(Spatial localization data)

▼

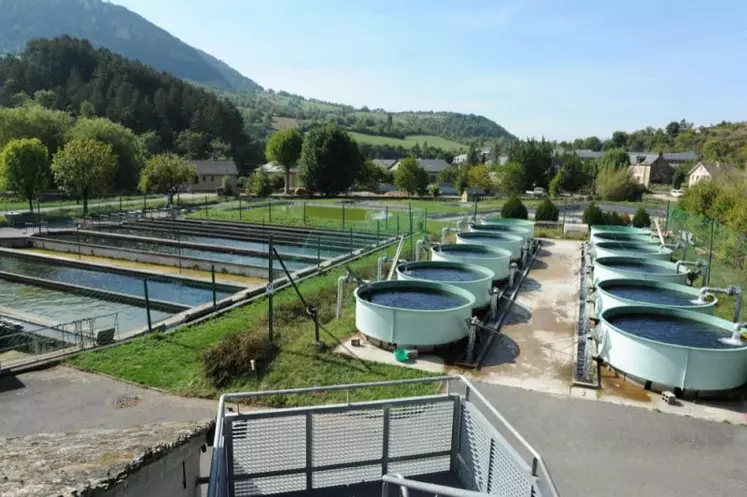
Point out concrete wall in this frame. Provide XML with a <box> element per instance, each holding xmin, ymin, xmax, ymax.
<box><xmin>98</xmin><ymin>435</ymin><xmax>205</xmax><ymax>497</ymax></box>
<box><xmin>31</xmin><ymin>238</ymin><xmax>279</xmax><ymax>280</ymax></box>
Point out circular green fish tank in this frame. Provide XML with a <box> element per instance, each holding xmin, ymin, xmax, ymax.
<box><xmin>431</xmin><ymin>243</ymin><xmax>511</xmax><ymax>281</ymax></box>
<box><xmin>594</xmin><ymin>241</ymin><xmax>673</xmax><ymax>261</ymax></box>
<box><xmin>455</xmin><ymin>231</ymin><xmax>524</xmax><ymax>261</ymax></box>
<box><xmin>593</xmin><ymin>256</ymin><xmax>688</xmax><ymax>285</ymax></box>
<box><xmin>481</xmin><ymin>217</ymin><xmax>536</xmax><ymax>237</ymax></box>
<box><xmin>354</xmin><ymin>280</ymin><xmax>475</xmax><ymax>349</ymax></box>
<box><xmin>396</xmin><ymin>260</ymin><xmax>495</xmax><ymax>308</ymax></box>
<box><xmin>596</xmin><ymin>278</ymin><xmax>717</xmax><ymax>314</ymax></box>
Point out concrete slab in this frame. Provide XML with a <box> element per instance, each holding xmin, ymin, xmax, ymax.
<box><xmin>0</xmin><ymin>366</ymin><xmax>215</xmax><ymax>437</ymax></box>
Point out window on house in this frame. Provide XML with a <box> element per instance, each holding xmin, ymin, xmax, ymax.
<box><xmin>211</xmin><ymin>175</ymin><xmax>215</xmax><ymax>182</ymax></box>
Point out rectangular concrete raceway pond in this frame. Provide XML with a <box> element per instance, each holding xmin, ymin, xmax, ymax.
<box><xmin>0</xmin><ymin>255</ymin><xmax>239</xmax><ymax>307</ymax></box>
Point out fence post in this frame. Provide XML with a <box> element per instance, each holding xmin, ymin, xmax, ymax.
<box><xmin>396</xmin><ymin>215</ymin><xmax>400</xmax><ymax>236</ymax></box>
<box><xmin>349</xmin><ymin>227</ymin><xmax>353</xmax><ymax>254</ymax></box>
<box><xmin>562</xmin><ymin>197</ymin><xmax>567</xmax><ymax>238</ymax></box>
<box><xmin>303</xmin><ymin>201</ymin><xmax>307</xmax><ymax>225</ymax></box>
<box><xmin>317</xmin><ymin>236</ymin><xmax>321</xmax><ymax>268</ymax></box>
<box><xmin>424</xmin><ymin>208</ymin><xmax>428</xmax><ymax>233</ymax></box>
<box><xmin>342</xmin><ymin>204</ymin><xmax>346</xmax><ymax>229</ymax></box>
<box><xmin>76</xmin><ymin>223</ymin><xmax>81</xmax><ymax>260</ymax></box>
<box><xmin>665</xmin><ymin>200</ymin><xmax>671</xmax><ymax>232</ymax></box>
<box><xmin>239</xmin><ymin>195</ymin><xmax>242</xmax><ymax>221</ymax></box>
<box><xmin>268</xmin><ymin>236</ymin><xmax>274</xmax><ymax>343</ymax></box>
<box><xmin>269</xmin><ymin>198</ymin><xmax>272</xmax><ymax>223</ymax></box>
<box><xmin>409</xmin><ymin>210</ymin><xmax>414</xmax><ymax>259</ymax></box>
<box><xmin>119</xmin><ymin>196</ymin><xmax>122</xmax><ymax>213</ymax></box>
<box><xmin>385</xmin><ymin>206</ymin><xmax>389</xmax><ymax>230</ymax></box>
<box><xmin>37</xmin><ymin>200</ymin><xmax>41</xmax><ymax>233</ymax></box>
<box><xmin>143</xmin><ymin>193</ymin><xmax>147</xmax><ymax>213</ymax></box>
<box><xmin>204</xmin><ymin>195</ymin><xmax>208</xmax><ymax>216</ymax></box>
<box><xmin>706</xmin><ymin>218</ymin><xmax>715</xmax><ymax>286</ymax></box>
<box><xmin>143</xmin><ymin>279</ymin><xmax>152</xmax><ymax>333</ymax></box>
<box><xmin>377</xmin><ymin>219</ymin><xmax>380</xmax><ymax>246</ymax></box>
<box><xmin>211</xmin><ymin>264</ymin><xmax>217</xmax><ymax>308</ymax></box>
<box><xmin>175</xmin><ymin>217</ymin><xmax>182</xmax><ymax>273</ymax></box>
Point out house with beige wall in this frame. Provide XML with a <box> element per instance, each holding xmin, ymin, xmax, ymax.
<box><xmin>189</xmin><ymin>160</ymin><xmax>239</xmax><ymax>192</ymax></box>
<box><xmin>688</xmin><ymin>161</ymin><xmax>735</xmax><ymax>187</ymax></box>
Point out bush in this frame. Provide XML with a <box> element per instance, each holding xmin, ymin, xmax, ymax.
<box><xmin>430</xmin><ymin>184</ymin><xmax>440</xmax><ymax>198</ymax></box>
<box><xmin>621</xmin><ymin>213</ymin><xmax>631</xmax><ymax>226</ymax></box>
<box><xmin>632</xmin><ymin>207</ymin><xmax>651</xmax><ymax>228</ymax></box>
<box><xmin>535</xmin><ymin>198</ymin><xmax>559</xmax><ymax>221</ymax></box>
<box><xmin>221</xmin><ymin>175</ymin><xmax>234</xmax><ymax>196</ymax></box>
<box><xmin>500</xmin><ymin>196</ymin><xmax>528</xmax><ymax>219</ymax></box>
<box><xmin>603</xmin><ymin>211</ymin><xmax>624</xmax><ymax>225</ymax></box>
<box><xmin>596</xmin><ymin>167</ymin><xmax>645</xmax><ymax>201</ymax></box>
<box><xmin>249</xmin><ymin>169</ymin><xmax>274</xmax><ymax>197</ymax></box>
<box><xmin>202</xmin><ymin>332</ymin><xmax>277</xmax><ymax>388</ymax></box>
<box><xmin>671</xmin><ymin>168</ymin><xmax>686</xmax><ymax>189</ymax></box>
<box><xmin>582</xmin><ymin>203</ymin><xmax>604</xmax><ymax>226</ymax></box>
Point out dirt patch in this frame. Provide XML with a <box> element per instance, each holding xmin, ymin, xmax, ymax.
<box><xmin>600</xmin><ymin>366</ymin><xmax>652</xmax><ymax>403</ymax></box>
<box><xmin>112</xmin><ymin>394</ymin><xmax>140</xmax><ymax>409</ymax></box>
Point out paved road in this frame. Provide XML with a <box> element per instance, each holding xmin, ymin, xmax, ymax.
<box><xmin>0</xmin><ymin>366</ymin><xmax>215</xmax><ymax>437</ymax></box>
<box><xmin>473</xmin><ymin>381</ymin><xmax>747</xmax><ymax>497</ymax></box>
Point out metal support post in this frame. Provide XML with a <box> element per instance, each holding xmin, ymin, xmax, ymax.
<box><xmin>342</xmin><ymin>204</ymin><xmax>346</xmax><ymax>229</ymax></box>
<box><xmin>706</xmin><ymin>219</ymin><xmax>715</xmax><ymax>286</ymax></box>
<box><xmin>268</xmin><ymin>237</ymin><xmax>274</xmax><ymax>343</ymax></box>
<box><xmin>211</xmin><ymin>264</ymin><xmax>217</xmax><ymax>308</ymax></box>
<box><xmin>143</xmin><ymin>279</ymin><xmax>152</xmax><ymax>332</ymax></box>
<box><xmin>268</xmin><ymin>198</ymin><xmax>272</xmax><ymax>223</ymax></box>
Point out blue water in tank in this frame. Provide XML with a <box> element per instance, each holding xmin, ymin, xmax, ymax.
<box><xmin>403</xmin><ymin>267</ymin><xmax>484</xmax><ymax>282</ymax></box>
<box><xmin>605</xmin><ymin>285</ymin><xmax>700</xmax><ymax>307</ymax></box>
<box><xmin>607</xmin><ymin>315</ymin><xmax>739</xmax><ymax>349</ymax></box>
<box><xmin>369</xmin><ymin>290</ymin><xmax>467</xmax><ymax>310</ymax></box>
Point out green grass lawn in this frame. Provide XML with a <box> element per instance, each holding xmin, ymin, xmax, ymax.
<box><xmin>348</xmin><ymin>132</ymin><xmax>465</xmax><ymax>151</ymax></box>
<box><xmin>68</xmin><ymin>243</ymin><xmax>437</xmax><ymax>405</ymax></box>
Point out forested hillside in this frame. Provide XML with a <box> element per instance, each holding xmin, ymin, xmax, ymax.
<box><xmin>0</xmin><ymin>37</ymin><xmax>257</xmax><ymax>166</ymax></box>
<box><xmin>568</xmin><ymin>119</ymin><xmax>747</xmax><ymax>167</ymax></box>
<box><xmin>0</xmin><ymin>0</ymin><xmax>261</xmax><ymax>92</ymax></box>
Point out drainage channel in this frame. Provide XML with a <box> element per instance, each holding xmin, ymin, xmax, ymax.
<box><xmin>573</xmin><ymin>242</ymin><xmax>595</xmax><ymax>386</ymax></box>
<box><xmin>454</xmin><ymin>241</ymin><xmax>542</xmax><ymax>368</ymax></box>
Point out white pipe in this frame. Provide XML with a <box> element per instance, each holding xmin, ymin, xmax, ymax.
<box><xmin>441</xmin><ymin>226</ymin><xmax>459</xmax><ymax>244</ymax></box>
<box><xmin>336</xmin><ymin>275</ymin><xmax>353</xmax><ymax>320</ymax></box>
<box><xmin>675</xmin><ymin>259</ymin><xmax>705</xmax><ymax>274</ymax></box>
<box><xmin>700</xmin><ymin>285</ymin><xmax>742</xmax><ymax>322</ymax></box>
<box><xmin>415</xmin><ymin>239</ymin><xmax>424</xmax><ymax>261</ymax></box>
<box><xmin>377</xmin><ymin>256</ymin><xmax>390</xmax><ymax>281</ymax></box>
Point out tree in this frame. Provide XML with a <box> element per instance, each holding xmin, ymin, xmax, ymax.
<box><xmin>582</xmin><ymin>203</ymin><xmax>604</xmax><ymax>226</ymax></box>
<box><xmin>299</xmin><ymin>126</ymin><xmax>362</xmax><ymax>196</ymax></box>
<box><xmin>672</xmin><ymin>167</ymin><xmax>686</xmax><ymax>189</ymax></box>
<box><xmin>582</xmin><ymin>136</ymin><xmax>602</xmax><ymax>151</ymax></box>
<box><xmin>138</xmin><ymin>131</ymin><xmax>163</xmax><ymax>159</ymax></box>
<box><xmin>68</xmin><ymin>117</ymin><xmax>144</xmax><ymax>192</ymax></box>
<box><xmin>0</xmin><ymin>104</ymin><xmax>74</xmax><ymax>157</ymax></box>
<box><xmin>500</xmin><ymin>196</ymin><xmax>528</xmax><ymax>219</ymax></box>
<box><xmin>632</xmin><ymin>208</ymin><xmax>651</xmax><ymax>228</ymax></box>
<box><xmin>138</xmin><ymin>153</ymin><xmax>196</xmax><ymax>205</ymax></box>
<box><xmin>175</xmin><ymin>129</ymin><xmax>210</xmax><ymax>159</ymax></box>
<box><xmin>550</xmin><ymin>154</ymin><xmax>589</xmax><ymax>195</ymax></box>
<box><xmin>455</xmin><ymin>166</ymin><xmax>470</xmax><ymax>194</ymax></box>
<box><xmin>249</xmin><ymin>168</ymin><xmax>274</xmax><ymax>197</ymax></box>
<box><xmin>0</xmin><ymin>138</ymin><xmax>49</xmax><ymax>211</ymax></box>
<box><xmin>665</xmin><ymin>121</ymin><xmax>681</xmax><ymax>138</ymax></box>
<box><xmin>597</xmin><ymin>148</ymin><xmax>630</xmax><ymax>171</ymax></box>
<box><xmin>596</xmin><ymin>167</ymin><xmax>644</xmax><ymax>201</ymax></box>
<box><xmin>394</xmin><ymin>157</ymin><xmax>428</xmax><ymax>195</ymax></box>
<box><xmin>210</xmin><ymin>140</ymin><xmax>232</xmax><ymax>161</ymax></box>
<box><xmin>51</xmin><ymin>138</ymin><xmax>117</xmax><ymax>216</ymax></box>
<box><xmin>535</xmin><ymin>198</ymin><xmax>559</xmax><ymax>221</ymax></box>
<box><xmin>466</xmin><ymin>142</ymin><xmax>480</xmax><ymax>165</ymax></box>
<box><xmin>702</xmin><ymin>139</ymin><xmax>732</xmax><ymax>162</ymax></box>
<box><xmin>467</xmin><ymin>164</ymin><xmax>492</xmax><ymax>189</ymax></box>
<box><xmin>265</xmin><ymin>128</ymin><xmax>303</xmax><ymax>193</ymax></box>
<box><xmin>33</xmin><ymin>90</ymin><xmax>57</xmax><ymax>108</ymax></box>
<box><xmin>507</xmin><ymin>138</ymin><xmax>554</xmax><ymax>190</ymax></box>
<box><xmin>356</xmin><ymin>160</ymin><xmax>386</xmax><ymax>192</ymax></box>
<box><xmin>610</xmin><ymin>131</ymin><xmax>628</xmax><ymax>149</ymax></box>
<box><xmin>80</xmin><ymin>100</ymin><xmax>96</xmax><ymax>118</ymax></box>
<box><xmin>496</xmin><ymin>162</ymin><xmax>525</xmax><ymax>195</ymax></box>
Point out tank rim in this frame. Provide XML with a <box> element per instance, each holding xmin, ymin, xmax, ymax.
<box><xmin>596</xmin><ymin>278</ymin><xmax>718</xmax><ymax>309</ymax></box>
<box><xmin>396</xmin><ymin>260</ymin><xmax>496</xmax><ymax>284</ymax></box>
<box><xmin>434</xmin><ymin>243</ymin><xmax>512</xmax><ymax>258</ymax></box>
<box><xmin>353</xmin><ymin>280</ymin><xmax>477</xmax><ymax>314</ymax></box>
<box><xmin>600</xmin><ymin>305</ymin><xmax>747</xmax><ymax>351</ymax></box>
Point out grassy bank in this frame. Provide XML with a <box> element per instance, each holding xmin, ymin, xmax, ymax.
<box><xmin>68</xmin><ymin>242</ymin><xmax>437</xmax><ymax>405</ymax></box>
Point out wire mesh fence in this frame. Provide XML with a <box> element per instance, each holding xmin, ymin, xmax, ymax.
<box><xmin>666</xmin><ymin>206</ymin><xmax>747</xmax><ymax>321</ymax></box>
<box><xmin>198</xmin><ymin>199</ymin><xmax>429</xmax><ymax>238</ymax></box>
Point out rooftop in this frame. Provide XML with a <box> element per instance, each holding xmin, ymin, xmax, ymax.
<box><xmin>193</xmin><ymin>159</ymin><xmax>239</xmax><ymax>176</ymax></box>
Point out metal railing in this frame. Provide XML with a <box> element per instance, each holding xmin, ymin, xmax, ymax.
<box><xmin>208</xmin><ymin>375</ymin><xmax>560</xmax><ymax>497</ymax></box>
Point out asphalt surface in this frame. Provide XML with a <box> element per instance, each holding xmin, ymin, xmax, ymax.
<box><xmin>0</xmin><ymin>366</ymin><xmax>215</xmax><ymax>437</ymax></box>
<box><xmin>472</xmin><ymin>381</ymin><xmax>747</xmax><ymax>497</ymax></box>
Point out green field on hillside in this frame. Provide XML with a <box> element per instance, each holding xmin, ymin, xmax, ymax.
<box><xmin>349</xmin><ymin>132</ymin><xmax>465</xmax><ymax>151</ymax></box>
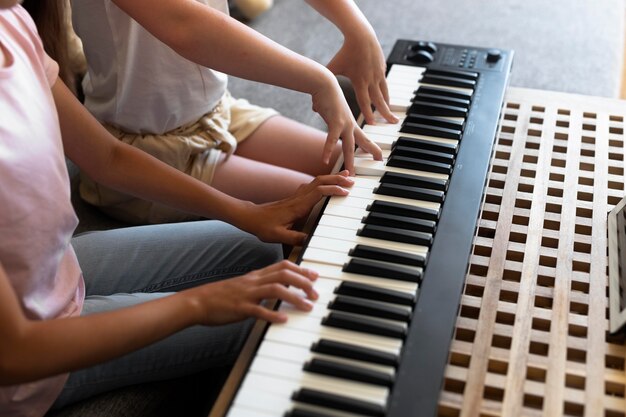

▲

● **Task directions**
Beginning at the line that holds "Point out asphalt" and ending with the last line of the entries, please set down each line exactly, leaving every picture out.

● **Response area**
Point out asphalt surface in this frame. Provide XML with a <box> element per instance, each holding xmin, ymin, xmax, ymax.
<box><xmin>0</xmin><ymin>366</ymin><xmax>215</xmax><ymax>437</ymax></box>
<box><xmin>472</xmin><ymin>381</ymin><xmax>747</xmax><ymax>497</ymax></box>
Point out green field on hillside in this frame. Provide XML with a <box> element per instance, each holding xmin, ymin, xmax, ymax.
<box><xmin>349</xmin><ymin>132</ymin><xmax>465</xmax><ymax>151</ymax></box>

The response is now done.